Tâche 1
Reproduisez le passage de l'intervention sur la peine de mort allant de "L'une de ces" jusqu'à "qui m'ont élu.", en remplaçant "Parti réformiste" par "Parti progressiste".

Article
☆ ☆ ☆

L'une de ces questions avait trait à la peine capitale. J'ai bien précisé aux habitants de ma circonscription que, en tant que candidat du Parti réformiste, j'étais personnellement en faveur du rétablissement de la peine de mort. Je l'ai dit à tous ceux qui me posaient la question. J'ai même fait un effort pour l'annoncer afin qu'il n'y ait pas de doute à ce sujet. J'ai été élu. Je n'ai pas été élu en raison de ma position sur la peine de mort, mais grâce à l'excellent programme qu'avait élaboré le Parti réformiste.

En fin de compte, ce n'est pas l'opinion du député de Prince George-Bulkley Valley qui devrait déterminer la nature de mes interventions ou la façon dont je vote au Parlement, mais bien l'avis des gens qui m'ont élu.

J'ai donc mené, dans ma circonscription, de nombreux sondages sur divers sujets. Dans un de ces sondages, je demandais: Seriez-vous en faveur d'un référendum national à caractère exécutoire sur la peine de mort? Dans ma circonscription, 71 p. 100 des répondants étaient en faveur, 17 p. 100 étaient contre et les autres étaient indécis. Soixante et onze pour cent étaient en faveur. Cela m'a permis de croire que, pour la plupart, dans une très grande majorité, mes électeurs sont d'accord avec moi là-dessus.

☆ ☆ ☆

Données à traiter
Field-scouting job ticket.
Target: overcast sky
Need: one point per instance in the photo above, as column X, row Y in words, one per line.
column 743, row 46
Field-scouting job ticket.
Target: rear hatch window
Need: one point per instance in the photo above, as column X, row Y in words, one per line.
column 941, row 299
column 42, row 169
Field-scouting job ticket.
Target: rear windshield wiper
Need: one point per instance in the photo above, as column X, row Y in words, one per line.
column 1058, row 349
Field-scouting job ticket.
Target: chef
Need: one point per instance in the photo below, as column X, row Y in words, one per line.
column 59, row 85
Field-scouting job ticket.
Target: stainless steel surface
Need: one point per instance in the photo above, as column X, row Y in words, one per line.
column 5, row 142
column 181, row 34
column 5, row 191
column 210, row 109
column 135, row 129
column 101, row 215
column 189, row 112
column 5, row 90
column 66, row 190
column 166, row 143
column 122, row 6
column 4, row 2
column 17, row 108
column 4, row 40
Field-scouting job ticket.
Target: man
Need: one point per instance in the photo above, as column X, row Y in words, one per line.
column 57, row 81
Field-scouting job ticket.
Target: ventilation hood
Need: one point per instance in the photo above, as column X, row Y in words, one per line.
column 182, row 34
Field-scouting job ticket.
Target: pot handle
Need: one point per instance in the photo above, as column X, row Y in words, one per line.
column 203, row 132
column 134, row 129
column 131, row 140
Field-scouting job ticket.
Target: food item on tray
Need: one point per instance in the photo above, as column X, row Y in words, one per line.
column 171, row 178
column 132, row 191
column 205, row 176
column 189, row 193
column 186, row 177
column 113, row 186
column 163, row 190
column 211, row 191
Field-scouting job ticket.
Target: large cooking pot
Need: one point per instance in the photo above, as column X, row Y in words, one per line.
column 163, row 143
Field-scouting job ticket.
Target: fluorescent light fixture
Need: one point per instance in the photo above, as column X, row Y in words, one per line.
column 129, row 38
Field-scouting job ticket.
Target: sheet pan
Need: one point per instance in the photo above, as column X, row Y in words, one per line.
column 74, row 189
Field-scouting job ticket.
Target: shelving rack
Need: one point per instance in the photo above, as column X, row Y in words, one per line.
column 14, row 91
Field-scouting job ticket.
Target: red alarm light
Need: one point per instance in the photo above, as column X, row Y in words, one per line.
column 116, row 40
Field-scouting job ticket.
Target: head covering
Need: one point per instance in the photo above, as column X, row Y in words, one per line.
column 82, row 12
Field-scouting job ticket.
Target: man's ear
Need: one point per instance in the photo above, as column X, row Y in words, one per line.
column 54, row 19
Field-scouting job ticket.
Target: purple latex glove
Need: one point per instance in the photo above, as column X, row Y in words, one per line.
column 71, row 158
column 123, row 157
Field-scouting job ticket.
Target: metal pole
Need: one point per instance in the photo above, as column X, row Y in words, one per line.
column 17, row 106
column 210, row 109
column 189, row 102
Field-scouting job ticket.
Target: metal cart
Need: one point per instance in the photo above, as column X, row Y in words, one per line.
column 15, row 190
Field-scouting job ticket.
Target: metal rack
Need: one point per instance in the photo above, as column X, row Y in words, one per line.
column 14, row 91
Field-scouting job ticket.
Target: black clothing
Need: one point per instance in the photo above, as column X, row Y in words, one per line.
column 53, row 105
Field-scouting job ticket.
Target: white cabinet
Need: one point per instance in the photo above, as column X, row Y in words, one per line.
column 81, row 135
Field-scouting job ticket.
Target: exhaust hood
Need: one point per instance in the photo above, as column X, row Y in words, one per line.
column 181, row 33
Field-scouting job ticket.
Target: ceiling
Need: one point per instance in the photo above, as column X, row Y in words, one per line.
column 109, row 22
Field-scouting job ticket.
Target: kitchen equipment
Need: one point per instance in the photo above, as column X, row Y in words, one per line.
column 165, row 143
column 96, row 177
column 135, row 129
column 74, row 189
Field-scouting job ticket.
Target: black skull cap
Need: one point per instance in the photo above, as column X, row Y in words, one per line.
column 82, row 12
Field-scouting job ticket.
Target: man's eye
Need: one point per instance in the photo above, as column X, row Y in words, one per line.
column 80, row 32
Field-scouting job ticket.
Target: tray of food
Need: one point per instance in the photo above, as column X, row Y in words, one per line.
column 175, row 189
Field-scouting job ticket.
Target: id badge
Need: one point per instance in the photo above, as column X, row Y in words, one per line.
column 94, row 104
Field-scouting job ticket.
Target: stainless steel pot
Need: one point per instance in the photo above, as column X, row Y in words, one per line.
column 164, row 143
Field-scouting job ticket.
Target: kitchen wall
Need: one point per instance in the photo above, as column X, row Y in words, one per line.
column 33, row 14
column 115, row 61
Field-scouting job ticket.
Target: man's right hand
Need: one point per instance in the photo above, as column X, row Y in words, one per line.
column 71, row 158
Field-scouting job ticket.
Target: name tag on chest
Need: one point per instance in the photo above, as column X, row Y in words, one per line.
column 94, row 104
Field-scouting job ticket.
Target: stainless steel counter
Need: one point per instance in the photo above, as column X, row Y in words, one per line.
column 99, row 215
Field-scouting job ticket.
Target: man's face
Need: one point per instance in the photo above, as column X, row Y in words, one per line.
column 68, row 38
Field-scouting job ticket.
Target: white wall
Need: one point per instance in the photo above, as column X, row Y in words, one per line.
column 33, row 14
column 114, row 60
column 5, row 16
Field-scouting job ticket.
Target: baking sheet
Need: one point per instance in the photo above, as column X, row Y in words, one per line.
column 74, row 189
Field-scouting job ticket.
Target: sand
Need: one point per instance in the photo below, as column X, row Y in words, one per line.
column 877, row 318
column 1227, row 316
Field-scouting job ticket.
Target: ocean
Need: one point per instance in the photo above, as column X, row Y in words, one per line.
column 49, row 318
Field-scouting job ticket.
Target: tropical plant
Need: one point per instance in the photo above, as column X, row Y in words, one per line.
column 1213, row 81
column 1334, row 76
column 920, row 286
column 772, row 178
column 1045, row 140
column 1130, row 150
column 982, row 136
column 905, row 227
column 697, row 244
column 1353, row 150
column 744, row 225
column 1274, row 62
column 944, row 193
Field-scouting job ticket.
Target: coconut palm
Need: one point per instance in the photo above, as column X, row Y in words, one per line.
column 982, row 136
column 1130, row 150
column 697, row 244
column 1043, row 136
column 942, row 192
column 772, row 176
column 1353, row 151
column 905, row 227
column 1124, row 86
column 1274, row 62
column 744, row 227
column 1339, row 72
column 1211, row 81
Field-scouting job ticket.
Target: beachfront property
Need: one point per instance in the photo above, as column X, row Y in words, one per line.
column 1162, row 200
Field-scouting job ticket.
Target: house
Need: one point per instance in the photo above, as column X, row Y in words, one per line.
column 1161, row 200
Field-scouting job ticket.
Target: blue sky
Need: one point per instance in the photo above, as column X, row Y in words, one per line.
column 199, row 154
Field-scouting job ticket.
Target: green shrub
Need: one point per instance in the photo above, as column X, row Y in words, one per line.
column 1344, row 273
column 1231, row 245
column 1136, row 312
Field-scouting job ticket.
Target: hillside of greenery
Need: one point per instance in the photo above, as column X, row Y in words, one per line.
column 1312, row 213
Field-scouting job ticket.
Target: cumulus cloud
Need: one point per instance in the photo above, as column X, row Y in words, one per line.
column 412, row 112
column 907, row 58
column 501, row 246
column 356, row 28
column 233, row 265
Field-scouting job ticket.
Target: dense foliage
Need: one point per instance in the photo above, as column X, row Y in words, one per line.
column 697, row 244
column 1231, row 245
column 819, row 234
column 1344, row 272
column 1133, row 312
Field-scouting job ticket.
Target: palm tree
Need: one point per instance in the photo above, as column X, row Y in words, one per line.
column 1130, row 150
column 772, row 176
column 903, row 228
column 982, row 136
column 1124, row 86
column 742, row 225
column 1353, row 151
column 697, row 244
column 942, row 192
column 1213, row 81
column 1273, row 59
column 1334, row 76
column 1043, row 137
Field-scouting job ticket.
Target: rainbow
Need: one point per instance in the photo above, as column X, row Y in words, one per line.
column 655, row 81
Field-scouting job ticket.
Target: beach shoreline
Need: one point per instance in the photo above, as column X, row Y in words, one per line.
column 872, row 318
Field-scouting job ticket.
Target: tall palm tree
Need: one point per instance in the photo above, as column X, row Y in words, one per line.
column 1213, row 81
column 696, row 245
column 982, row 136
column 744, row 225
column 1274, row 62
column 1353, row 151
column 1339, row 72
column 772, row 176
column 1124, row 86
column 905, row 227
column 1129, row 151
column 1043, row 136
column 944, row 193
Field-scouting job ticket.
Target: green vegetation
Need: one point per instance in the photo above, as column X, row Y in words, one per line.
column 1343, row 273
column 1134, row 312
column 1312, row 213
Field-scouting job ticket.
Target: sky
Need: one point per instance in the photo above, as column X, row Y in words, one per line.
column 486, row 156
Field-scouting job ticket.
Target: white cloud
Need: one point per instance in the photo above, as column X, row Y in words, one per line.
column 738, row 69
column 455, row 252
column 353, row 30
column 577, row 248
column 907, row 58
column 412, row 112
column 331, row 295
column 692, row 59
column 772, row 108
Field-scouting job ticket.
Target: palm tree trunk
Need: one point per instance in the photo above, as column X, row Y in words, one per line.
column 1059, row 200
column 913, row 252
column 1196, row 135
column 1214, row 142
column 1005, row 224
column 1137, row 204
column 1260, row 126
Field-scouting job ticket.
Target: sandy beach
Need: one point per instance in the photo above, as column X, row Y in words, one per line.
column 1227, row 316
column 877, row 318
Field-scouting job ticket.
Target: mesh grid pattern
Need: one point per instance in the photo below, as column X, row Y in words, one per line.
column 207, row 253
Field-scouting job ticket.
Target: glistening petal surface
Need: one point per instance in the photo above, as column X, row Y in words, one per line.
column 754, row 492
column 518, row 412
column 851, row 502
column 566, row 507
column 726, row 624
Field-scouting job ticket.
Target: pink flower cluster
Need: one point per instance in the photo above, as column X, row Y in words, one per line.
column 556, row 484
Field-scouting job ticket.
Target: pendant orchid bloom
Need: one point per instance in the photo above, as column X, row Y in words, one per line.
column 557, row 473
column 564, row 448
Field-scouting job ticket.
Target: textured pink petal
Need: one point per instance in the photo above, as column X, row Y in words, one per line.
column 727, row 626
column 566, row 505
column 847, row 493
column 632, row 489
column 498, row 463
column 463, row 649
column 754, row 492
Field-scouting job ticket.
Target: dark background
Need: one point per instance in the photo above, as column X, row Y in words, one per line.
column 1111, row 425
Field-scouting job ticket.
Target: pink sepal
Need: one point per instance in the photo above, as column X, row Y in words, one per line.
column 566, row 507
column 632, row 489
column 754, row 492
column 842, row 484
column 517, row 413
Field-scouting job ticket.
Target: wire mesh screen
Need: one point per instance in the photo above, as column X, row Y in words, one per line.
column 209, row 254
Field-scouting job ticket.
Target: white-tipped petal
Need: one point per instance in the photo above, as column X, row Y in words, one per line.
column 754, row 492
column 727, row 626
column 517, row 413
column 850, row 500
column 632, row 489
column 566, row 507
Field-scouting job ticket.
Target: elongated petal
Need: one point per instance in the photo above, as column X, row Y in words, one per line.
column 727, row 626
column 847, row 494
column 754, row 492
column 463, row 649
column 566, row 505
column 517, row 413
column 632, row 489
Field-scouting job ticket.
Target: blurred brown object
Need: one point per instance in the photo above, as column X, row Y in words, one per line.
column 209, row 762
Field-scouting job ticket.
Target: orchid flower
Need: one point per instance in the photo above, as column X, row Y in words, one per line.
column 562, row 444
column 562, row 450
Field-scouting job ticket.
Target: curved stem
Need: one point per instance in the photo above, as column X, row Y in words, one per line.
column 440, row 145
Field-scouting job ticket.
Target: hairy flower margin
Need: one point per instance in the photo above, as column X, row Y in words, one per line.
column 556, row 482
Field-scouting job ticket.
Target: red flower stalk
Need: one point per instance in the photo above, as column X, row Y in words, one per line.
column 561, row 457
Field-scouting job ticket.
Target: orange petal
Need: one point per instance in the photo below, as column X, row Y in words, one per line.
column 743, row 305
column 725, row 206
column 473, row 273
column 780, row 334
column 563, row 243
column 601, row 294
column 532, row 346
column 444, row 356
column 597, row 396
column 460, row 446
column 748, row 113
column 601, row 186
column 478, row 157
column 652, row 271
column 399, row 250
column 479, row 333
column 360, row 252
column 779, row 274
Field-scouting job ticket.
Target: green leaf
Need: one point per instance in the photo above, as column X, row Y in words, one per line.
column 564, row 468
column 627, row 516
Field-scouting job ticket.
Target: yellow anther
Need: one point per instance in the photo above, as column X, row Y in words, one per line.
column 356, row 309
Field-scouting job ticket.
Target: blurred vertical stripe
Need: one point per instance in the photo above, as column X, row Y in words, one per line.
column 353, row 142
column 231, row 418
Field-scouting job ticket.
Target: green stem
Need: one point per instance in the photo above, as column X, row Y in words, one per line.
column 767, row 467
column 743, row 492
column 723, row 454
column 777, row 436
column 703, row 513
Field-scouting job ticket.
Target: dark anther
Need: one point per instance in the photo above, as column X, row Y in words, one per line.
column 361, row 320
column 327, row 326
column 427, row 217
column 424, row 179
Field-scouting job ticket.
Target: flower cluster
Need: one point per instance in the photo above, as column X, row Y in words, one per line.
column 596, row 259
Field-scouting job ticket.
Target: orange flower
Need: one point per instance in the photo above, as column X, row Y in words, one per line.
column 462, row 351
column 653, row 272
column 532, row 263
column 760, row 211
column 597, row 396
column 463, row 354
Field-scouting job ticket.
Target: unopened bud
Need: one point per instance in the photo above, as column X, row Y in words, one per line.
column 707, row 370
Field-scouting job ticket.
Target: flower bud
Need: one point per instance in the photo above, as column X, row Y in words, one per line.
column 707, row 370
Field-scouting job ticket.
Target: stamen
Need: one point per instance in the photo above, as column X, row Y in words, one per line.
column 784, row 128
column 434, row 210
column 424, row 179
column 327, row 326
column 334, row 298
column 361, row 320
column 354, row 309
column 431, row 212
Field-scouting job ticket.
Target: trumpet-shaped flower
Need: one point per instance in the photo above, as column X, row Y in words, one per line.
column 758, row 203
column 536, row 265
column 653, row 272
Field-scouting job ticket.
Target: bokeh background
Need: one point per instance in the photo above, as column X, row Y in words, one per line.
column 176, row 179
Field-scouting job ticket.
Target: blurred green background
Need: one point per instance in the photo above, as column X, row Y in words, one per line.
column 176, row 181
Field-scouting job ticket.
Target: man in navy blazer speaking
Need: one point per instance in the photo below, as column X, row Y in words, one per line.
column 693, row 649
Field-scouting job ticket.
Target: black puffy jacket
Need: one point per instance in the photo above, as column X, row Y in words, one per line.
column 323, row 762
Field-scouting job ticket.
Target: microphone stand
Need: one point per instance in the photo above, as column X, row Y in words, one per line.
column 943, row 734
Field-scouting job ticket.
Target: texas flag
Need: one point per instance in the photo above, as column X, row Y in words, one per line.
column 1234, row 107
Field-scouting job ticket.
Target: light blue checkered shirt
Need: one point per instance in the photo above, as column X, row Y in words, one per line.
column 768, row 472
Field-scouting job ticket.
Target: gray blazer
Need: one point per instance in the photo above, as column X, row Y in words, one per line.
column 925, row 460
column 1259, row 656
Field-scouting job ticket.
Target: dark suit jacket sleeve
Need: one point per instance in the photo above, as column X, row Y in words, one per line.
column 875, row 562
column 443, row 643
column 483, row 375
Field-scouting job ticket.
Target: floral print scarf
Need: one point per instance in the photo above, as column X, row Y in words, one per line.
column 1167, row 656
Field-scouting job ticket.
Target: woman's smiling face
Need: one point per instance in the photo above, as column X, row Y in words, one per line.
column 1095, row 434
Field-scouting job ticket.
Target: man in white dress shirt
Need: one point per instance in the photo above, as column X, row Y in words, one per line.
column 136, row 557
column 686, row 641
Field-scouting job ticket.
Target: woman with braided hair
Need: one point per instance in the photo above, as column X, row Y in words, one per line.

☆ ☆ ☆

Tâche 2
Recopiez sans aucune modification les lignes du listing, depuis son début jusqu'à la ligne contenant "column 4, row 40", celle-ci comprise.

Réponse 1
L'une de ces questions avait trait à la peine capitale. J'ai bien précisé aux habitants de ma circonscription que, en tant que candidat du Parti progressiste, j'étais personnellement en faveur du rétablissement de la peine de mort. Je l'ai dit à tous ceux qui me posaient la question. J'ai même fait un effort pour l'annoncer afin qu'il n'y ait pas de doute à ce sujet. J'ai été élu. Je n'ai pas été élu en raison de ma position sur la peine de mort, mais grâce à l'excellent programme qu'avait élaboré le Parti progressiste.

En fin de compte, ce n'est pas l'opinion du député de Prince George-Bulkley Valley qui devrait déterminer la nature de mes interventions ou la façon dont je vote au Parlement, mais bien l'avis des gens qui m'ont élu.

Réponse 2
Field-scouting job ticket.
Target: overcast sky
Need: one point per instance in the photo above, as column X, row Y in words, one per line.
column 743, row 46
Field-scouting job ticket.
Target: rear hatch window
Need: one point per instance in the photo above, as column X, row Y in words, one per line.
column 941, row 299
column 42, row 169
Field-scouting job ticket.
Target: rear windshield wiper
Need: one point per instance in the photo above, as column X, row Y in words, one per line.
column 1058, row 349
Field-scouting job ticket.
Target: chef
Need: one point per instance in the photo below, as column X, row Y in words, one per line.
column 59, row 85
Field-scouting job ticket.
Target: stainless steel surface
Need: one point per instance in the photo above, as column X, row Y in words, one per line.
column 5, row 142
column 181, row 34
column 5, row 191
column 210, row 109
column 135, row 129
column 101, row 215
column 189, row 112
column 5, row 90
column 66, row 190
column 166, row 143
column 122, row 6
column 4, row 2
column 17, row 108
column 4, row 40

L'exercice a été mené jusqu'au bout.